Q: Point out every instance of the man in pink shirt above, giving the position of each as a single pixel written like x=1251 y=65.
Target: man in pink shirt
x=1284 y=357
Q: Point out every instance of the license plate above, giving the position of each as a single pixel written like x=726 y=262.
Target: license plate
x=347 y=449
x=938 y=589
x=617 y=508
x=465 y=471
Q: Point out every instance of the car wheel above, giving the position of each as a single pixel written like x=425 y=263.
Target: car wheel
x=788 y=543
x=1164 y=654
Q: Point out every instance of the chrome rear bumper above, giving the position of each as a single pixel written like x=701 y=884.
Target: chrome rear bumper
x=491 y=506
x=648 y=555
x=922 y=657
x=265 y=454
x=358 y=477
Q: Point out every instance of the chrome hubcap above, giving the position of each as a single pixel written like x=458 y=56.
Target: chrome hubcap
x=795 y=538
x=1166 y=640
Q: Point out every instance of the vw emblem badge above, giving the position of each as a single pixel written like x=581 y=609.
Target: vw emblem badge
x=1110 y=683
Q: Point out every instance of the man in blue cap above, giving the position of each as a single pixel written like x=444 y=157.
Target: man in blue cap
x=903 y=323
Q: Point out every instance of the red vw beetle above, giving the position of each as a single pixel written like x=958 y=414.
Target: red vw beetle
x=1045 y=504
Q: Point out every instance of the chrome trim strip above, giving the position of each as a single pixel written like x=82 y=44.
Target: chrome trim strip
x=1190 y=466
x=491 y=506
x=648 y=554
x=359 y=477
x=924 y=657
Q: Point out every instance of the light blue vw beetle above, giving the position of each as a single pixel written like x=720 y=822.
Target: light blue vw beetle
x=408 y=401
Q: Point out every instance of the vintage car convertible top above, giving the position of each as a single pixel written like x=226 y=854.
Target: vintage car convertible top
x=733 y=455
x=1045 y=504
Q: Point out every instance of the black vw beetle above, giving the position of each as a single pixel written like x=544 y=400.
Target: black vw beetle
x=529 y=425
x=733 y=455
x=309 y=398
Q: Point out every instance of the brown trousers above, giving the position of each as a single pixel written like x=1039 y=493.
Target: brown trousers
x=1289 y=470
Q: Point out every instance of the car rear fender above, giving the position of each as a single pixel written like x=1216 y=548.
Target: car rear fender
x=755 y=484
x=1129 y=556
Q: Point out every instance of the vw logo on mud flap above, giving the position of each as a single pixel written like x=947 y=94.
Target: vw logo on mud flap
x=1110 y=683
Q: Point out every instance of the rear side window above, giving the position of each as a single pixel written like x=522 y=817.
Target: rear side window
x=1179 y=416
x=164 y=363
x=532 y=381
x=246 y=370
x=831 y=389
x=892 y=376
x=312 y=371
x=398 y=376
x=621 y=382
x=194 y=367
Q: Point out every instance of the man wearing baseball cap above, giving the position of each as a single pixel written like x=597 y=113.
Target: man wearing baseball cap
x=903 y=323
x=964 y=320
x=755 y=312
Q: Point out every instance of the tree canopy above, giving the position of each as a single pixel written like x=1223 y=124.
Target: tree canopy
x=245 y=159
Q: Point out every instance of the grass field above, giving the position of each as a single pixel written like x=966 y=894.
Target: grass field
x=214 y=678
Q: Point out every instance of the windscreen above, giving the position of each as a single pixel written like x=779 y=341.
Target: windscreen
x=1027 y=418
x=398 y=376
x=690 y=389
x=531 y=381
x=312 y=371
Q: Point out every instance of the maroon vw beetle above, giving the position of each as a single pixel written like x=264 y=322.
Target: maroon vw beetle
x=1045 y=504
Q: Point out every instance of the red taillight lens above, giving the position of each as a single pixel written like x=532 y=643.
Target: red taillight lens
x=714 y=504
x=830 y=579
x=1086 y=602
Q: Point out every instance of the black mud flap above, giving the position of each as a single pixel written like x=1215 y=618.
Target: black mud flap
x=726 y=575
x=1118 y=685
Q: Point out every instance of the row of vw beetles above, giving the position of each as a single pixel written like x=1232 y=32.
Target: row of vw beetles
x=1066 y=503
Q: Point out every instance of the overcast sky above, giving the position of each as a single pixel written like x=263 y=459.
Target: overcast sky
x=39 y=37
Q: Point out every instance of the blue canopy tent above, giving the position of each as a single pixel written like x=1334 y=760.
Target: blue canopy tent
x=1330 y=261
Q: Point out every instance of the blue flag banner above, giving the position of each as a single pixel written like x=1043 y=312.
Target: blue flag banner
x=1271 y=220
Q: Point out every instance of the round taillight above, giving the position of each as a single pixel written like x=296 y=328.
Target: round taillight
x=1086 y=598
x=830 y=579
_____
Problem to work on
Quote all of the items above word for word, without changing anything.

Answer to this task
Q: Point out every instance of the man in pink shirt above, giving the position of each as a single pixel written like x=1251 y=65.
Target: man in pink shirt
x=1284 y=357
Q: Point out every instance of the license plate above, giving the position of each as a single pixel written like x=726 y=262.
Target: license plate
x=347 y=449
x=938 y=589
x=617 y=508
x=465 y=471
Q: Point out every instance of the car wheel above, giving the position of each as a single pixel written like x=425 y=263.
Target: car wheel
x=788 y=543
x=1164 y=654
Q: Point out every instance of the chrome rear bumper above, giving the position of each as a single pixel written like x=701 y=884.
Target: chrome rear bumper
x=491 y=506
x=648 y=555
x=922 y=657
x=265 y=454
x=358 y=477
Q: Point out every instance of the chrome hubcap above, giving the position of each as a single pixel written like x=458 y=56.
Target: chrome hubcap
x=795 y=538
x=1166 y=640
Q: Point out every instance of the vw emblem badge above, giving the position of each as a single pixel written like x=581 y=609.
Target: vw emblem badge
x=1110 y=683
Q: Point out every instance of the man in blue cap above, giving the position of each as a single pixel written like x=444 y=157.
Target: man in blue cap
x=903 y=323
Q: Point out every instance of the red vw beetle above, giving the position of each as a single pixel written like x=958 y=414.
Target: red vw beetle
x=1045 y=504
Q: Point out every instance of the chrome trim strip above, giving the position of each as a single pixel written like x=82 y=44.
Target: chrome trim strip
x=1190 y=466
x=491 y=506
x=648 y=554
x=359 y=477
x=924 y=657
Q: Point out every instance of the light blue vw beetle above, giving the position of each as a single pixel written like x=720 y=822.
Target: light blue vw beetle
x=408 y=401
Q: Point out every instance of the vintage car convertible top above, giving the position of each as a single pixel written like x=226 y=854.
Target: vintage car convertible top
x=733 y=455
x=1045 y=504
Q: Point out every instance of the black vw beetle above, giving the position of each as a single pixel written like x=544 y=400.
Target: black vw beetle
x=529 y=425
x=733 y=455
x=309 y=398
Q: Point out every instance of the brown trousers above, giving the position of each as a single pixel written like x=1039 y=493.
Target: brown trousers
x=1289 y=470
Q: Point out every instance of the car rear fender above, giving the position of each as a single pixel written like x=1216 y=548.
Target: car rear fender
x=755 y=484
x=1129 y=556
Q: Point out every instance of the vw logo on mud flap above, giving the position of each as a single pixel written like x=947 y=94.
Target: vw logo on mud flap
x=1110 y=683
Q: Point out every instance of the rear side window above, giving the position of each as a single pixel written like x=522 y=817.
Target: rear side window
x=1179 y=416
x=164 y=363
x=532 y=381
x=246 y=370
x=831 y=389
x=892 y=376
x=312 y=371
x=398 y=376
x=621 y=382
x=194 y=367
Q: Point out every instance of the man wearing baseball cap above, giving the position of each as a single pixel written like x=597 y=113.
Target: man wearing baseball cap
x=903 y=323
x=964 y=320
x=755 y=312
Q: Point out every instance of the tree canopy above, giving the position of each as a single pixel written like x=1223 y=124.
Target: tree canopy
x=245 y=159
Q: Point out every instance of the grass field above, giving the position of each as a single pixel written like x=966 y=894.
Target: grass field
x=214 y=678
Q: Point out every instance of the windscreen above, giving the position of each as a single pixel written like x=779 y=341.
Target: windscreen
x=1027 y=418
x=398 y=376
x=690 y=389
x=531 y=381
x=312 y=371
Q: Point out every instance of the maroon vw beetle above, giving the position of each as a single pixel written like x=264 y=322.
Target: maroon vw beetle
x=1045 y=504
Q: Point out every instance of the red taillight lens above, giving the position of each as a single pixel written like x=532 y=643.
Target: red taillight lens
x=714 y=504
x=830 y=579
x=1086 y=602
Q: Point out every instance of the black mud flap above, giving the position of each as a single pixel written like x=1215 y=618.
Target: black mud flap
x=726 y=575
x=1118 y=685
Q: Point out every instance of the row of vw beetles above, giving the position of each as a single pixel written like x=1232 y=32.
Target: row of vw beetles
x=1066 y=503
Q: Point out every instance of the overcast sky above, giving the position of each as a single pixel written like x=263 y=459.
Target: overcast sky
x=39 y=37
Q: Point out every instance of the blue canopy tent above, giving the position of each as a single pixel written like x=1334 y=760.
Target: blue canopy tent
x=1330 y=261
Q: Point out every instance of the blue flag banner above, giving the position of each as a single pixel written like x=1043 y=312.
Target: blue flag banner
x=1271 y=220
Q: Point out every instance of the round taillight above, giving the position of each as a single pixel written like x=296 y=328.
Target: round taillight
x=1086 y=598
x=830 y=579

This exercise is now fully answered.